* [WRITTEN TASK]: All of the records listed below should be retyped exactly.

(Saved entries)
------------------------------------------------------------------------
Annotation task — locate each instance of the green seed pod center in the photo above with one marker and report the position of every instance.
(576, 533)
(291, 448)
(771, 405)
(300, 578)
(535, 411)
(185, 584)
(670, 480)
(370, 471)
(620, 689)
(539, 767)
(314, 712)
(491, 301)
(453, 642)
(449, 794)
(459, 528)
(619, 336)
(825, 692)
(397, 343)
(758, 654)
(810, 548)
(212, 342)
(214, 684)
------------------------------------------------------------------------
* [TASK RESULT]:
Annotation task — locate each instance of the green seed pod center in the photo above with one marker and report the position of every instance.
(576, 533)
(291, 448)
(771, 405)
(300, 578)
(535, 411)
(185, 584)
(670, 480)
(370, 471)
(620, 689)
(539, 767)
(314, 712)
(491, 301)
(453, 642)
(449, 794)
(459, 528)
(619, 336)
(825, 692)
(397, 343)
(758, 654)
(810, 548)
(212, 342)
(214, 684)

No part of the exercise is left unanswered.